▶ **What you should do**
Please return, word for word, the line containing "For the wildlife" and each line after it through the end of the data below, and nothing else.

(Point localization data)
□ □ □ □ □ □ □

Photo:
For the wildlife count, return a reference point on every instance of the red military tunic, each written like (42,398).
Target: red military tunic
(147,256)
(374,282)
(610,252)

□ □ □ □ □ □ □

▶ **Your response**
For the wildlife count, return a reference point on every instance of the red military tunic, each written like (42,398).
Target: red military tunic
(147,256)
(374,282)
(610,252)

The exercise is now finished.